- Source extract:

The (porn) king of Queens
Damiano never fit the conventional image of a pornographer. Born in 1928 into a staunchly Catholic family in the Bronx, he served a tour of duty in the United States Navy at 17 before opening a Queens-based beauty salon just as the ’60s-era sexual revolution was getting underway. And Damiano’s female clientele clued him into the fact that seismic cultural shifts were already happening in the bedroom. “I realized most of the women were very unhappy in their relationship with the person they were married to and supposedly in love with,” he recalled in the 2005 documentary Inside Deep Throat. “After 40 years of marriage, you can get tired of the good old in-and-out.”
A cinephile from a young age, Damiano realized that mainstream Hollywood was well behind the times when it came to depicting sex on the big screen — a disconnect that independent filmmakers all too happily took advantage of with the advent of cheaper cameras and a theatrical circuit that was no longer monopolized by the major studios.

- Written task A: Quote the passage on Damiano exactly, starting with "A cinephile from" and going on through "the major studios.".

- Dataset rows:
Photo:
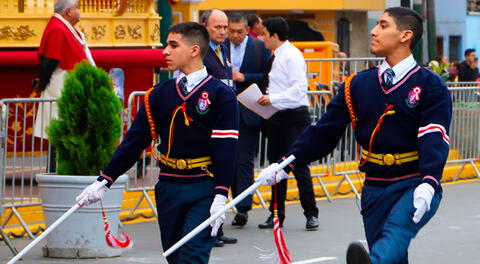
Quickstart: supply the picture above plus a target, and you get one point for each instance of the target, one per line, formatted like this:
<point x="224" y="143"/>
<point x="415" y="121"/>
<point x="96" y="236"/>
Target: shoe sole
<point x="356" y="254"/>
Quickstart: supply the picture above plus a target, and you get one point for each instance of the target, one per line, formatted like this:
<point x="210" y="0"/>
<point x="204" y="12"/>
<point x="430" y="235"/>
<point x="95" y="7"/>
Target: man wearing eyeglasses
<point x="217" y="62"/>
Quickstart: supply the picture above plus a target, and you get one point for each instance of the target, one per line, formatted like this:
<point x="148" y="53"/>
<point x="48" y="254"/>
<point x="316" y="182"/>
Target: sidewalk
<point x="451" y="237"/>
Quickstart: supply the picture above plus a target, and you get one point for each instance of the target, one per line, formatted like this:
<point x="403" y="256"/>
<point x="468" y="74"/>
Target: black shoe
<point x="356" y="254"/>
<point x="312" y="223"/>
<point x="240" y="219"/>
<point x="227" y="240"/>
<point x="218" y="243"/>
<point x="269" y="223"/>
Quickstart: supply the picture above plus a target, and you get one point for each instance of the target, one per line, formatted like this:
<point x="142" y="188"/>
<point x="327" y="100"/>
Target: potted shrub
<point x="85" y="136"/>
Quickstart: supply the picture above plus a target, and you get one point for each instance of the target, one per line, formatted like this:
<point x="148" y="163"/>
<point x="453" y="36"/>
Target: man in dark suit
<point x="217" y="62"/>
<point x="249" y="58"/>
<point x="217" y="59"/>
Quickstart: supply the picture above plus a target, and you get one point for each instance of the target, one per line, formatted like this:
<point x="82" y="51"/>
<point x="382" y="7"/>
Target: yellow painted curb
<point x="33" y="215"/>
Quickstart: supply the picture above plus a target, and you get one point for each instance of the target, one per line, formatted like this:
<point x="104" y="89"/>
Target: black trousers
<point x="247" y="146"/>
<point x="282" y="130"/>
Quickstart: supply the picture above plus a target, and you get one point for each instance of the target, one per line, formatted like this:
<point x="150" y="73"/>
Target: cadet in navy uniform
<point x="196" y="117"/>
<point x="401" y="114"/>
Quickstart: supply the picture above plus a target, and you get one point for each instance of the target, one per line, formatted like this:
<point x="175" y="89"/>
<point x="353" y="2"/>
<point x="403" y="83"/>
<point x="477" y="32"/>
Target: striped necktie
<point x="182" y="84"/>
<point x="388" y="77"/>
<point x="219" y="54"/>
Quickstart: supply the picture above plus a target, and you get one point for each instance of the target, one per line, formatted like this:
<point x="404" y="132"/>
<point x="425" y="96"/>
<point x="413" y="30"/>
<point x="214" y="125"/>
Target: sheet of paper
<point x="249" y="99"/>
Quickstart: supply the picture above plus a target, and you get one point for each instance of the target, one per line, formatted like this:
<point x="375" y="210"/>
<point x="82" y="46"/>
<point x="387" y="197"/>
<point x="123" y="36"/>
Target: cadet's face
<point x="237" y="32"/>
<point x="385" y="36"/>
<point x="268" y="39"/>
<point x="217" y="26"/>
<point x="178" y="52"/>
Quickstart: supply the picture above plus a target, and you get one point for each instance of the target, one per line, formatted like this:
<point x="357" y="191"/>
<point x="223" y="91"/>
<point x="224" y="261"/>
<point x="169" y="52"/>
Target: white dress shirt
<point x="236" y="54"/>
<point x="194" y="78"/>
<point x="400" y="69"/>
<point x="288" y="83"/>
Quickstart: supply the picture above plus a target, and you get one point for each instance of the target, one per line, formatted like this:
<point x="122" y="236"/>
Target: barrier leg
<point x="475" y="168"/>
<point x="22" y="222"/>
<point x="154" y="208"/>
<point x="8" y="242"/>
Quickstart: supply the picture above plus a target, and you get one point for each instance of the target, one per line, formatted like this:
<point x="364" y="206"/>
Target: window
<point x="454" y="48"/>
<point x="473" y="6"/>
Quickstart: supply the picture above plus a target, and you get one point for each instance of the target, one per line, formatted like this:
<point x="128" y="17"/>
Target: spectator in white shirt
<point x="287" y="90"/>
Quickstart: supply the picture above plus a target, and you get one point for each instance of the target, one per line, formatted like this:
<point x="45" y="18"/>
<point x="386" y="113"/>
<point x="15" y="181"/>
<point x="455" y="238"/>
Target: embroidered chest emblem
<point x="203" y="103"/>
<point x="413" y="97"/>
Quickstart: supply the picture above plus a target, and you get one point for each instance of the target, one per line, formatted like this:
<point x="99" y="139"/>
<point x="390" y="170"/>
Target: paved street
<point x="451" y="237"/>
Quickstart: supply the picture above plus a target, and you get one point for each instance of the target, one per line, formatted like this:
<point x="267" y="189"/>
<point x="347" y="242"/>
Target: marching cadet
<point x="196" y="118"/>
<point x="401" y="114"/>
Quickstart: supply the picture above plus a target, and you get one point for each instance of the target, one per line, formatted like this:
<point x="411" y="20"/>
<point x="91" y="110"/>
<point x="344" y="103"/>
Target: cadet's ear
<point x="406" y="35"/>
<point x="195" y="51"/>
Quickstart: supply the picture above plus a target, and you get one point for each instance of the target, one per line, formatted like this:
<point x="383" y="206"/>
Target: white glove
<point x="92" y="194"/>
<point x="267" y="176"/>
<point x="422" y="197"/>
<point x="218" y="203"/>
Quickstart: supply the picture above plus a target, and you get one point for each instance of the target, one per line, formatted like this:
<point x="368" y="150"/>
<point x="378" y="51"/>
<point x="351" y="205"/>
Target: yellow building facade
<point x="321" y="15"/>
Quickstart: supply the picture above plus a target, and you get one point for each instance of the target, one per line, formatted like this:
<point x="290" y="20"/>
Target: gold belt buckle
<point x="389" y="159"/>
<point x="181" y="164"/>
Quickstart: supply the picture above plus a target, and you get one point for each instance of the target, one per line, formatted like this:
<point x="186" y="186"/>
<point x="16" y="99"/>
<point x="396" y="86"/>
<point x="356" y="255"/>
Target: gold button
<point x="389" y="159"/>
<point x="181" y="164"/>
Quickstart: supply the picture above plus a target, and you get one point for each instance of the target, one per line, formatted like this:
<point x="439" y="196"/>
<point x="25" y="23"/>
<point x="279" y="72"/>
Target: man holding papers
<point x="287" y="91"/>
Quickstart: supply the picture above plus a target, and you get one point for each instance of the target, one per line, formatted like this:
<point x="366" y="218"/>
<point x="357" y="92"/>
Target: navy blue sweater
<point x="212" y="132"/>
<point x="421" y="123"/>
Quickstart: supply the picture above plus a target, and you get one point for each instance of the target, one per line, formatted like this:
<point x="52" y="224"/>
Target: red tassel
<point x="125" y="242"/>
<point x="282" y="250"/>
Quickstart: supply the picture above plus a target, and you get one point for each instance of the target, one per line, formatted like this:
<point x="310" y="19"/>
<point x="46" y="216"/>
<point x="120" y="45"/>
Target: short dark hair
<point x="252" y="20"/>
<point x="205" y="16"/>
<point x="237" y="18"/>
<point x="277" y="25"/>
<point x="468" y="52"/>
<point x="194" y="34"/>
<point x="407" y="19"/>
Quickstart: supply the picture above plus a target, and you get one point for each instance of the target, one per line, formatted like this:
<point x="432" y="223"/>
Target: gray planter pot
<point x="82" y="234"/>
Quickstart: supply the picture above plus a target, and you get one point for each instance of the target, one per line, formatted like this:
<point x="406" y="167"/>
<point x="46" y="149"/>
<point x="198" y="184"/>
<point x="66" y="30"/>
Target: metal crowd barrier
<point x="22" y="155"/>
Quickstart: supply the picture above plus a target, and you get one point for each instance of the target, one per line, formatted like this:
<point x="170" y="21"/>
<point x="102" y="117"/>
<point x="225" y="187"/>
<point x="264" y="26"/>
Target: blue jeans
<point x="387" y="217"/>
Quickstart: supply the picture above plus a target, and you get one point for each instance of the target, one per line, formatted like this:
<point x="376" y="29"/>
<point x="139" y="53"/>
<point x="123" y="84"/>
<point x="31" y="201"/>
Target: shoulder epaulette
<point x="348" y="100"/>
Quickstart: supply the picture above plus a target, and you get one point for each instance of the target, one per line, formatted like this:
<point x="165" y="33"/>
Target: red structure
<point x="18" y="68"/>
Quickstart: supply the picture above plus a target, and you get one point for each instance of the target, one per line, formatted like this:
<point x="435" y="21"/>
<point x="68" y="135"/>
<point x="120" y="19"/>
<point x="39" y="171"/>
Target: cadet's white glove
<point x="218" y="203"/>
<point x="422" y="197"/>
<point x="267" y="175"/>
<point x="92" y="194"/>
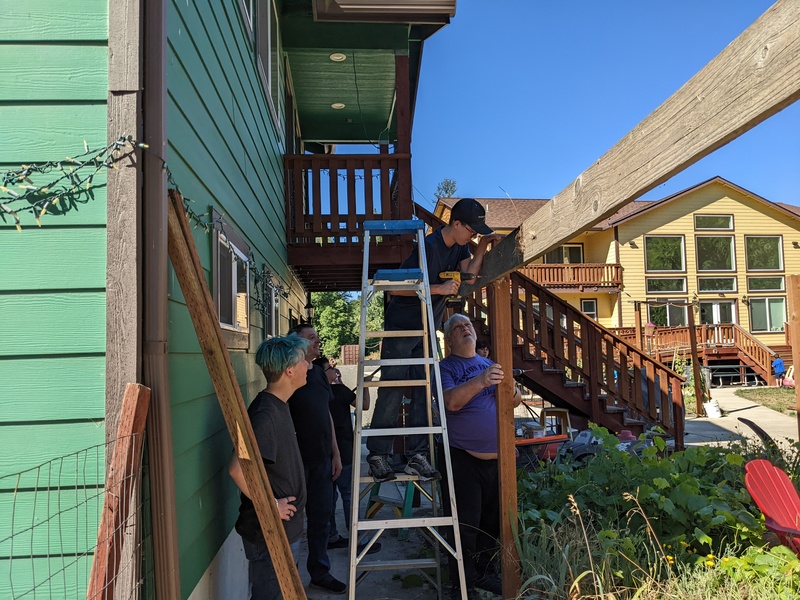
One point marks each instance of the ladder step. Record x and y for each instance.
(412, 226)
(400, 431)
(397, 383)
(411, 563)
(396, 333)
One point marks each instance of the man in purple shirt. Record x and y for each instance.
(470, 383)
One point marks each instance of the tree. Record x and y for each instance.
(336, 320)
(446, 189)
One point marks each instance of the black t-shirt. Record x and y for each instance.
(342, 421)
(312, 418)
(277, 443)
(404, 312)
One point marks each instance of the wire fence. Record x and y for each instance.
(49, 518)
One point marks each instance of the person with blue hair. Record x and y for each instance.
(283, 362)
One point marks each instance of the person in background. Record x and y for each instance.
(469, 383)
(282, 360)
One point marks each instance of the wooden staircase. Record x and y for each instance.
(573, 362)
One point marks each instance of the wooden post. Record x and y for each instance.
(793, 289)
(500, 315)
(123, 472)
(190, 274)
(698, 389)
...
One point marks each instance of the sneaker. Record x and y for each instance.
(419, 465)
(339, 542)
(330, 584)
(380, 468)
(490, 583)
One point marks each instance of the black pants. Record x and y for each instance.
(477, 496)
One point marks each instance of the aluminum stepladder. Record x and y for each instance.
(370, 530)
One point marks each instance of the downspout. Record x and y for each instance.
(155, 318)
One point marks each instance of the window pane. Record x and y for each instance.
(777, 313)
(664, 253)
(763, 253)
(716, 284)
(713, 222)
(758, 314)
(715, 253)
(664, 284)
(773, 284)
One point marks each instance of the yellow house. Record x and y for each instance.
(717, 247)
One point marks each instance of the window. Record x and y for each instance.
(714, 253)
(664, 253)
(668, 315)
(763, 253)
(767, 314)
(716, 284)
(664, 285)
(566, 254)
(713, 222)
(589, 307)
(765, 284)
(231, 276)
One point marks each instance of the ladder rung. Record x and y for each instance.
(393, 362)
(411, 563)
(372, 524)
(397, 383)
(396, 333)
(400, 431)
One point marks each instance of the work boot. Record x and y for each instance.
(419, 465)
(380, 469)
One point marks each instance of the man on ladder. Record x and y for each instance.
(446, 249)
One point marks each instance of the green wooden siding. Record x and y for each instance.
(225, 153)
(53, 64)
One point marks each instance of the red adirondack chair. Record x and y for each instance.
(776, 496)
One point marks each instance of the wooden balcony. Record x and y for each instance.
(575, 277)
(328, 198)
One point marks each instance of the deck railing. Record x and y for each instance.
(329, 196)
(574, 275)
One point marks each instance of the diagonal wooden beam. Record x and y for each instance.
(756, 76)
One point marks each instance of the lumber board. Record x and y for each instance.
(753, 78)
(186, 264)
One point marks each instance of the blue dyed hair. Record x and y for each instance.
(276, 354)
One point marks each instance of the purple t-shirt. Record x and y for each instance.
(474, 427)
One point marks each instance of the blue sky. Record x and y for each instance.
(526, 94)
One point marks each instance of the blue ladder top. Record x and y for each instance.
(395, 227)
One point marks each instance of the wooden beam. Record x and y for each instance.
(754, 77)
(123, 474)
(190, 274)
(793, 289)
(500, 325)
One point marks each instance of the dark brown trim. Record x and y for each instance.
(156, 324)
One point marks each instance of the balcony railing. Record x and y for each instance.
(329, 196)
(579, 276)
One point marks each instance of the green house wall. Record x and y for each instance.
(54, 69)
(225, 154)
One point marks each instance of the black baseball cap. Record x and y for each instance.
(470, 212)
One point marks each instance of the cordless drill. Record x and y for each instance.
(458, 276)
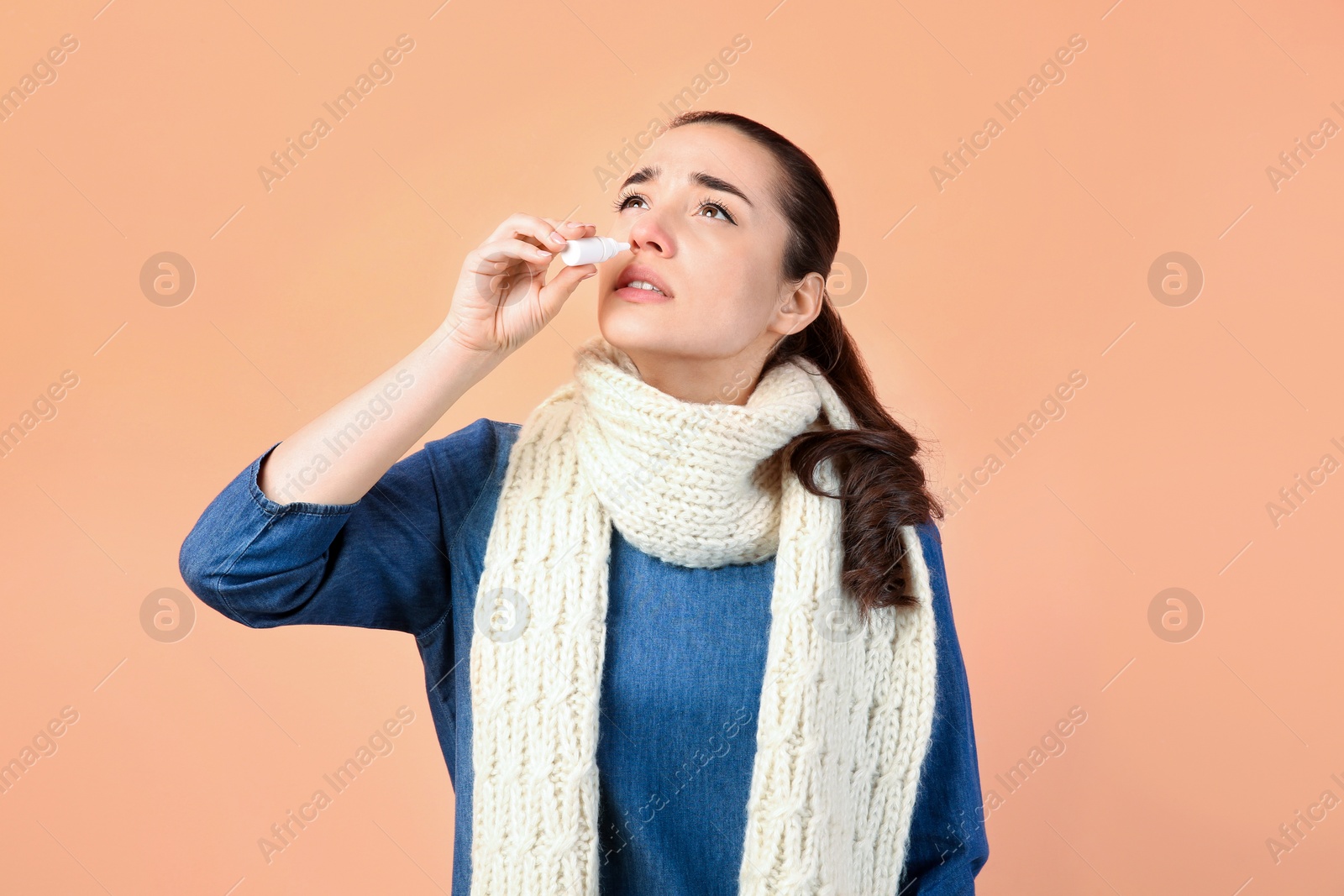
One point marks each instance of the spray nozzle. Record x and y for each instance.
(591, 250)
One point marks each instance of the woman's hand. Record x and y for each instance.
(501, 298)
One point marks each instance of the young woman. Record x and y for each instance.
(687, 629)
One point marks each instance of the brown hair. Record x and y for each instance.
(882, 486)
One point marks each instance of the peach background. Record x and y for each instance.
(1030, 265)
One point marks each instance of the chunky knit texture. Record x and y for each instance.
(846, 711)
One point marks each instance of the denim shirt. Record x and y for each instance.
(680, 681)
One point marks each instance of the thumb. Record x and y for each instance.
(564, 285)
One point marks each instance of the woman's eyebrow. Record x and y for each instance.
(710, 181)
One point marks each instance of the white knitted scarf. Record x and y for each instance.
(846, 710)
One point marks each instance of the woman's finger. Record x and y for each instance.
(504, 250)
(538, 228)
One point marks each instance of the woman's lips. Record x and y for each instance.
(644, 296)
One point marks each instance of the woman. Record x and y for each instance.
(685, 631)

- Written task B: Extract every line of the entries in both blocks that contains the string "wooden", treating uppercase and lowercase as different.

- Task solution A:
A cinephile from a young age, Damiano realized that mainstream Hollywood was well behind the times when it came to depicting sex on the big screen — a disconnect that independent filmmakers all too happily took advantage of with the advent of cheaper cameras and a theatrical circuit that was no longer monopolized by the major studios.

- Task solution B:
One point marks each instance of the wooden staircase. Record x and y for each instance.
One point marks each instance of the wooden post. Record x and y for each instance.
One point marks each instance of the green wooden siding. Record x and y for each instance.
One point marks each instance of the wooden balcony. Record x and y for each instance.
One point marks each instance of the diagonal wooden beam. Record x and y for each instance.
One point marks each instance of the wooden beam. Record x and y for each instance.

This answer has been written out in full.